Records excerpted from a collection
+ + + + + + +

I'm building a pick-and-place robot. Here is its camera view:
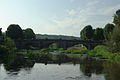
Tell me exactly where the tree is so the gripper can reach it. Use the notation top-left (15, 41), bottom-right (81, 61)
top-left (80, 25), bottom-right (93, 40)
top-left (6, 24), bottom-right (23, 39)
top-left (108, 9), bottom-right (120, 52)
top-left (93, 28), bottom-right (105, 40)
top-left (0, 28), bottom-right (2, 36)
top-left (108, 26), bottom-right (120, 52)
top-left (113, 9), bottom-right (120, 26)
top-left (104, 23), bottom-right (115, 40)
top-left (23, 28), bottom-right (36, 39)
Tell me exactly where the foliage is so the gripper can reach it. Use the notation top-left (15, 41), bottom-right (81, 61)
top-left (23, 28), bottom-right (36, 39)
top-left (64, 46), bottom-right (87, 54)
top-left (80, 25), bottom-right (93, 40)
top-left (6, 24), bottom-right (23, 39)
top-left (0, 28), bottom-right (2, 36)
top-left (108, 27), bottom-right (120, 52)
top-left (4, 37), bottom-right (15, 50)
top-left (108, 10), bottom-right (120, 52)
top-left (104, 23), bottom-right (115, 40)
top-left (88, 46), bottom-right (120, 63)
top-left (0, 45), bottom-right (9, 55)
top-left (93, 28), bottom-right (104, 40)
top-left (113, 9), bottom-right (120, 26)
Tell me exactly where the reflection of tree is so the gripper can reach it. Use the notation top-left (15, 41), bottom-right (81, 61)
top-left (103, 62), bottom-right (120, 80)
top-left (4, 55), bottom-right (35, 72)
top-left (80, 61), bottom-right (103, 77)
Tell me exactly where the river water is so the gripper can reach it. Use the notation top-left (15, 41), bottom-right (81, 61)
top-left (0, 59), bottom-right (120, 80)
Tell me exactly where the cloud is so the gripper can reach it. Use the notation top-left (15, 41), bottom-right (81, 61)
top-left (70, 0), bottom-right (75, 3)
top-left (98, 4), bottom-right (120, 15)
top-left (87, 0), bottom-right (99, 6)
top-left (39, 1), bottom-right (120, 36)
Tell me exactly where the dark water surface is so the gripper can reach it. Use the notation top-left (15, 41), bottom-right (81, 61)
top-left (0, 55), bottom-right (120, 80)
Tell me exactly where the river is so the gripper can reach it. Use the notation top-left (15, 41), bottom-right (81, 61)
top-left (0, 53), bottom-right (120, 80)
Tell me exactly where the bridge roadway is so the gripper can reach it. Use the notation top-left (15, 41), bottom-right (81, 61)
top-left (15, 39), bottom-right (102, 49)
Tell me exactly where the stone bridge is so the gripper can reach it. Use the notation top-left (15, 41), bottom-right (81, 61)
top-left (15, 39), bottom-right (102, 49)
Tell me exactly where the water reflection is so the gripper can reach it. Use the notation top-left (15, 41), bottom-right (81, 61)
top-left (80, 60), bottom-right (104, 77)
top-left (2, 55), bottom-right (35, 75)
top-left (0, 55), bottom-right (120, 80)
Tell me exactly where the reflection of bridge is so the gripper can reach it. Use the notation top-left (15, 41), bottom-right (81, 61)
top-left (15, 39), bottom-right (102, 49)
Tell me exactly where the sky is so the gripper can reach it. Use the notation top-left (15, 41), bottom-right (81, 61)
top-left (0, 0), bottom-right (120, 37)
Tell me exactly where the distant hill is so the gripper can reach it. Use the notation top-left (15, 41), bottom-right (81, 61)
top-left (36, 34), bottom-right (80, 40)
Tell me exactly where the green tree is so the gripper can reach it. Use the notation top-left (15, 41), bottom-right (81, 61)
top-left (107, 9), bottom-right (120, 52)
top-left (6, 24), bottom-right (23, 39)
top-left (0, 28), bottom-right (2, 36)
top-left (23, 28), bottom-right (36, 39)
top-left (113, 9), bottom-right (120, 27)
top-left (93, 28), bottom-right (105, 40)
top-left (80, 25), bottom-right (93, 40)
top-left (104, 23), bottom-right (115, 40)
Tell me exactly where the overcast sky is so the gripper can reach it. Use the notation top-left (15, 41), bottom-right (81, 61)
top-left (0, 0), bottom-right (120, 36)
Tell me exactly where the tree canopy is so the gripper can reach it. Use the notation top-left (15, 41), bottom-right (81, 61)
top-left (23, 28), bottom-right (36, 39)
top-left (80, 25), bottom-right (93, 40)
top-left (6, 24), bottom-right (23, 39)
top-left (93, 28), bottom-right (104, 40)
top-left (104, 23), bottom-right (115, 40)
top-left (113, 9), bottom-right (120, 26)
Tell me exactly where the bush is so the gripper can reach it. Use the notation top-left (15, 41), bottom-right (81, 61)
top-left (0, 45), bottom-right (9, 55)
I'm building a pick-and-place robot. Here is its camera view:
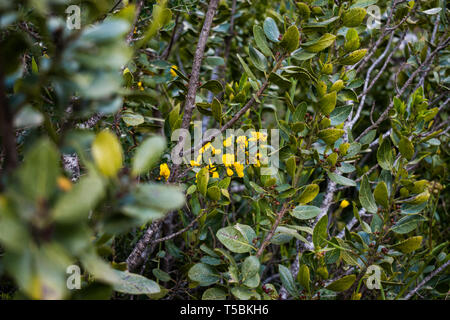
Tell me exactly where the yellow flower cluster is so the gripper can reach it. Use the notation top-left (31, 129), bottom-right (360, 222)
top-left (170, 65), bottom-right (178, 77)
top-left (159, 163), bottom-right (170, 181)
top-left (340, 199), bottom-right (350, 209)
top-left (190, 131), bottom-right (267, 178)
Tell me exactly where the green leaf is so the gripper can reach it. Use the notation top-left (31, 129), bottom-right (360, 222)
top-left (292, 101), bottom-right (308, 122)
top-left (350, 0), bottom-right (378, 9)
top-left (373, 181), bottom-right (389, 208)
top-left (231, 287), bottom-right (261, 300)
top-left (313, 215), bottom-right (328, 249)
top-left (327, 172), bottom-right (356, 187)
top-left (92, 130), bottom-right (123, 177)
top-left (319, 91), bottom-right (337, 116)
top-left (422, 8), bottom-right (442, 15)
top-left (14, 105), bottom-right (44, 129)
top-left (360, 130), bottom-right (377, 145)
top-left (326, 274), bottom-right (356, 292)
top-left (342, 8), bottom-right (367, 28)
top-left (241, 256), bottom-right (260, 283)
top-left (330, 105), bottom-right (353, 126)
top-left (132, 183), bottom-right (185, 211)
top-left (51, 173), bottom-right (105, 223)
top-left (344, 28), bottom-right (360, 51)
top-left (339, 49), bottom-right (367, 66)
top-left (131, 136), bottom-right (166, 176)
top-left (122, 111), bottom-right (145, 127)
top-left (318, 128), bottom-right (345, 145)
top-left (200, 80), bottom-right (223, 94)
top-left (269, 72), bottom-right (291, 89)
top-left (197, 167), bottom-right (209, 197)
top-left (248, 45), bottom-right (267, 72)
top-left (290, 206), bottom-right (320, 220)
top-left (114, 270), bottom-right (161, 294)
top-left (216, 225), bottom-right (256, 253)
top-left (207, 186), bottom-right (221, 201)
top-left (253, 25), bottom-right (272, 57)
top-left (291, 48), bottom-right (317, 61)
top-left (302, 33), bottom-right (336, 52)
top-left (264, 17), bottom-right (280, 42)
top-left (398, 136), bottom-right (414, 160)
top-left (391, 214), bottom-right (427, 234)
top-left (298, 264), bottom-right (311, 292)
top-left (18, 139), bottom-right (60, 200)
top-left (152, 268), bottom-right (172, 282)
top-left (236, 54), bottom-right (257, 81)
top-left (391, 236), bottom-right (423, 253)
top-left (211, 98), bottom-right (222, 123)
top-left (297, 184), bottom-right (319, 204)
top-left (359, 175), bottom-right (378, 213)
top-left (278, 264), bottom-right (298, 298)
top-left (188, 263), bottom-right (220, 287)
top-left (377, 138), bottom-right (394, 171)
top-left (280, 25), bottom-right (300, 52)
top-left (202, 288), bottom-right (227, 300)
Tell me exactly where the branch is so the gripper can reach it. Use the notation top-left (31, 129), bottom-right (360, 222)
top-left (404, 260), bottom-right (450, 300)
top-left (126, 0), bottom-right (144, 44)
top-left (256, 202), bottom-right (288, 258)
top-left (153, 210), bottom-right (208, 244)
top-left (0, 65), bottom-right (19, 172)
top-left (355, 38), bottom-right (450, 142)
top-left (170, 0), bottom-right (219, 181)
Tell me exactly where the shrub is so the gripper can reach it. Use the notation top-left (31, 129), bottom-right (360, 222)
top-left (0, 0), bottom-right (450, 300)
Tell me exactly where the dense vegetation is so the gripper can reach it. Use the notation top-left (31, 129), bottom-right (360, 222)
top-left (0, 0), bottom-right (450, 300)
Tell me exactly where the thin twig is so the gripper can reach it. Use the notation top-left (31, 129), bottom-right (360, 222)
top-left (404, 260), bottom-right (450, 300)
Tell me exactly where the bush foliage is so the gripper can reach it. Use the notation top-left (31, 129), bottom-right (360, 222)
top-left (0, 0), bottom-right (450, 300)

+ + + + + + +

§ Exercise instructions:
Reproduce, word for word, only the lines from the one that contains "Tell me exactly where the shrub" through the final line.

§ Answer:
Tell me exactly where the shrub is so the gripper can reach it. Use the notation top-left (31, 129), bottom-right (360, 222)
top-left (0, 0), bottom-right (450, 300)
Tell me exactly where the dense vegetation is so the gripper can reach it. Use the notation top-left (31, 129), bottom-right (360, 222)
top-left (0, 0), bottom-right (450, 300)
Tell me exactly where the thin twig is so the gripper can reach it. Use the notation top-left (31, 129), bottom-right (360, 222)
top-left (404, 260), bottom-right (450, 300)
Tell me exactly where the bush foliage is so the gripper can reach it. Use the notation top-left (31, 129), bottom-right (360, 222)
top-left (0, 0), bottom-right (450, 300)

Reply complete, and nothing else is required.